**How to complete this task:** Without any images, output the records below verbatim.

**Recorded data:**
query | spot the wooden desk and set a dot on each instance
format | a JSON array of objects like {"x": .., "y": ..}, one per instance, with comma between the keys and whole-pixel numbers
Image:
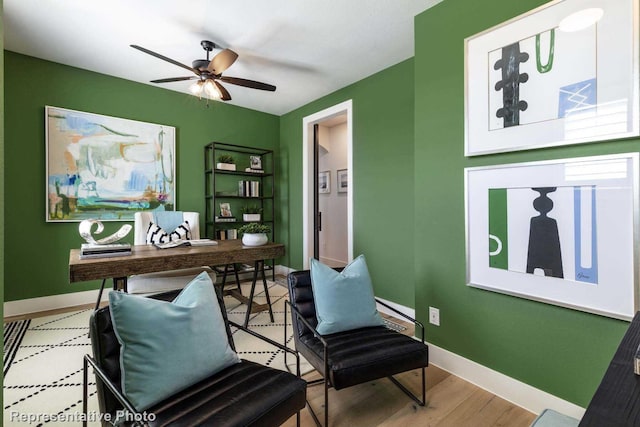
[
  {"x": 616, "y": 401},
  {"x": 149, "y": 259}
]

**Answer to this task:**
query | spot the wooden desk and set a dot on each instance
format | a JSON array of objects like {"x": .., "y": ..}, one per instance, with comma between the keys and whole-pixel numbers
Image:
[
  {"x": 616, "y": 401},
  {"x": 149, "y": 259}
]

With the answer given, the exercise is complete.